### GIVEN PROBLEM 1
Answer these questions from the text on the Ron Arad exhibition, one line each:
(a) In what year did Arad move to London, and to study where?
(b) To which exhibition did the Centre Pompidou invite Arad in 1987?
(c) What year does the text give for the Tom Vac chair?
### GIVEN PROBLEM 2
Extend the text on the Ron Arad exhibition by writing what follows its last sentence.

[begin TEXT EXTRACT]

PARIS.- The Centre Pompidou is to devote an exhibition to the work of British architect and designer Ron Arad, his first major one-person show in France. From its beginnings, the Centre has played a key role in presenting design and designers to the wider public, with exhibitions such as Design Français 1960-1990 (1988), Manifeste: 30 ans de création en perspective, 1960-1990 (1992) and D. Day, le design aujourd’hui (2005), as well as monographic exhibitions devoted to such figures as Carlo Mollino (1989), Ettore Sottsass (1994), Gaetano Pesce (1996), Philippe Starck (2003), Charlotte Perriand (2005), and now Ron Arad.

Born in Tel Aviv and trained at the Bezalel Academy of Art and Design in Jerusalem, Arad moved to London in 1973 to study at the Architectural Association. Having settled in the British capital, he has since produced a diverse array of objects, sinusoidal, elliptical or ovoid in form, from one-offs to limited editions to mass-produced pieces.

Mention of Ron Arad’s name immediately brings to mind such pieces as the Bookworm bookshelf (1993) and the Tom Vac chair (1997) but, his ground breaking work, has taken him beyond conventional categorization: a creator who recognizes no a priori boundaries, who in his practice moves freely between architecture, design and the visual arts.

In 1987, he was invited by the Centre Pompidou to participate in the exhibition Nouvelles tendances: Les avant-gardes de la fin du XXème siècle, and he has several pieces in the design collection of the Musée national d’art moderne/Centre de création industrielle. This retrospective will present emblematic examples of Arad’s work as a designer, from prototypes to mass-produced objects, as well as a number of architectural projects, together with audio-visual documentation.

[end TEXT EXTRACT]
[begin MATERIAL PROVIDED]

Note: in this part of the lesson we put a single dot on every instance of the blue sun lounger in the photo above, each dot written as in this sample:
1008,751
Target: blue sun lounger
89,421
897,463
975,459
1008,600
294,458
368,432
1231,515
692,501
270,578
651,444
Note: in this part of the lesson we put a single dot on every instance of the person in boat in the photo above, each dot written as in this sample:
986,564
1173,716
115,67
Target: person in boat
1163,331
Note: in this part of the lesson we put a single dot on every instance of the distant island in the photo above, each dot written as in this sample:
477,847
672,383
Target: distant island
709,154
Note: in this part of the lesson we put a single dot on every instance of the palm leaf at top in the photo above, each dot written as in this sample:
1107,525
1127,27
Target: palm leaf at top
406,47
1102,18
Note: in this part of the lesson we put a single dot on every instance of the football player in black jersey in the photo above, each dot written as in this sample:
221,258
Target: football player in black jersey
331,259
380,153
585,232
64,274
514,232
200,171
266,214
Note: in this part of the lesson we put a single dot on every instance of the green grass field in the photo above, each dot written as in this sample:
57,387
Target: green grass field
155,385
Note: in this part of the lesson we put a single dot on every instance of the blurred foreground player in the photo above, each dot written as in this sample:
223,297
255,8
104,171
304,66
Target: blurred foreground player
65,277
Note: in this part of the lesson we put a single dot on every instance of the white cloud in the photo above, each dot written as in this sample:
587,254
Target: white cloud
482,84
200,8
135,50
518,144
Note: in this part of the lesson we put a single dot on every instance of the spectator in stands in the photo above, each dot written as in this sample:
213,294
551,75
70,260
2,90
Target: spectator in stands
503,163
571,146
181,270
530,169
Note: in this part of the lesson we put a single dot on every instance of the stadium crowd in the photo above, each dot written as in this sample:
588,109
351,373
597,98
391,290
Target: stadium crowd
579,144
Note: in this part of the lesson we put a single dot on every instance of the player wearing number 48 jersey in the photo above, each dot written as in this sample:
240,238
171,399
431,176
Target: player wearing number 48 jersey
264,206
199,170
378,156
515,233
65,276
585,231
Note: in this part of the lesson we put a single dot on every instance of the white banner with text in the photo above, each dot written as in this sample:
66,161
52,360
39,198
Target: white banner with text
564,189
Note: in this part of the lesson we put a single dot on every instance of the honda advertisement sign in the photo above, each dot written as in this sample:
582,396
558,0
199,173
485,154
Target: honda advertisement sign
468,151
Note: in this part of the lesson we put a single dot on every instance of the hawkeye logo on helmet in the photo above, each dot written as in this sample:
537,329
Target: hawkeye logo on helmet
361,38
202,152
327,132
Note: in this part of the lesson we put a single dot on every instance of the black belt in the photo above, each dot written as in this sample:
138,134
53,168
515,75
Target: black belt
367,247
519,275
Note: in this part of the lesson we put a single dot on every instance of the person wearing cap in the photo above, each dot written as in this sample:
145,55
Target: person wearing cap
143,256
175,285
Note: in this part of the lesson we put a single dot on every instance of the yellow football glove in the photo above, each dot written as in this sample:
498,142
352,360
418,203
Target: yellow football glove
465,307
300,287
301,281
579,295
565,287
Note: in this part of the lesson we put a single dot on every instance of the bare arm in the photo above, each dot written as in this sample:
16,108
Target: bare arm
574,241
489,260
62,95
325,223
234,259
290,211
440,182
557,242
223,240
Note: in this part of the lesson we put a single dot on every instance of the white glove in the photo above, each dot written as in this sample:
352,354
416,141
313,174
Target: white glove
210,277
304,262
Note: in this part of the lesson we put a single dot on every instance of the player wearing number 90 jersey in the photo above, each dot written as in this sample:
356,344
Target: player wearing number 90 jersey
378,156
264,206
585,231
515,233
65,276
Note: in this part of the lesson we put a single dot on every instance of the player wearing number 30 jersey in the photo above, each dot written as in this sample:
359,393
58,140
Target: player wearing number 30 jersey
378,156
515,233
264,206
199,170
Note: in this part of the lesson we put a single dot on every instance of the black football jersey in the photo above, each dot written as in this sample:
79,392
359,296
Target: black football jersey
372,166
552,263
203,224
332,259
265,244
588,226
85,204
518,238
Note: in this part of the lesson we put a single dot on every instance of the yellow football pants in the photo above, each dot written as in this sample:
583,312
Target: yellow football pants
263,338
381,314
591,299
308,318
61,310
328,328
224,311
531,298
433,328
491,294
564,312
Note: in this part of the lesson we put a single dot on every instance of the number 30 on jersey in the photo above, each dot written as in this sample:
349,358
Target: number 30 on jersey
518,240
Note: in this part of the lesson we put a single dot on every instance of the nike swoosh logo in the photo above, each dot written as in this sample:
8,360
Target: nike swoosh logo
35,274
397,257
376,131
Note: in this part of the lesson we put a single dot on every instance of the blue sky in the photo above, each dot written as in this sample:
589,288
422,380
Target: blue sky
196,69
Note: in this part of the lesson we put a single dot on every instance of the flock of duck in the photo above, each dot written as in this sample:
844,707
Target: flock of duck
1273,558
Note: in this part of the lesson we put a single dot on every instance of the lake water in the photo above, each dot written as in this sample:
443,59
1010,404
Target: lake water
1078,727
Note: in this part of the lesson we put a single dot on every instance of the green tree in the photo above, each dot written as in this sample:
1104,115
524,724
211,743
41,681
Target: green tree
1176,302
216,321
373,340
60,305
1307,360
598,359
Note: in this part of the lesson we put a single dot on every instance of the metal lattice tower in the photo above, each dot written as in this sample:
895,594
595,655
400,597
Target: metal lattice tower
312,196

[end MATERIAL PROVIDED]

### REPLY 1
(a) 1973, to study at the Architectural Association.
(b) Nouvelles tendances: Les avant-gardes de la fin du XXème siècle.
(c) 1997.

### REPLY 2
Ron Arad’s design for the exhibition in the Galerie Sud draws the visitor into a strikingly distinctive world. The first space offers an identical reproduction of his foyer and staircase for the Tel Aviv Opera House (1994), onto whose elliptical form is projected a film on the Holon Design Museum currently under construction, while plasma screens on the wall present some two dozen of his architectural projects.

Beyond this reconstruction, a luminous divide revealing the mysterious silhouettes of objects beyond delimits an intermediate space in which are displayed one-off pieces, prototypes and limited editions. This long ribbon also encloses another space, visible from the street, where visitors and passers-by will find a scaffolding composed of a multitude tubes of varying diameters housing examples of mass-produced pieces, while others contain small screens showing videos. On the floor are more pieces, some of them mobile, equally visible from the street.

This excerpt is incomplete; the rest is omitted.